(Point labeling dataset excerpts)
════
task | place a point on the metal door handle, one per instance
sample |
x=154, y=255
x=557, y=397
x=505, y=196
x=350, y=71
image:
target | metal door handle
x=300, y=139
════
- BRIEF -
Reproduce the full listing above, requests included. Shift each answer point by adding 116 to both its x and y coordinates. Keep the numbers in the requests and their sample coordinates unchanged.

- THE ANSWER -
task | place a point on the metal door handle, one per instance
sample |
x=154, y=255
x=557, y=397
x=505, y=196
x=350, y=71
image:
target | metal door handle
x=416, y=255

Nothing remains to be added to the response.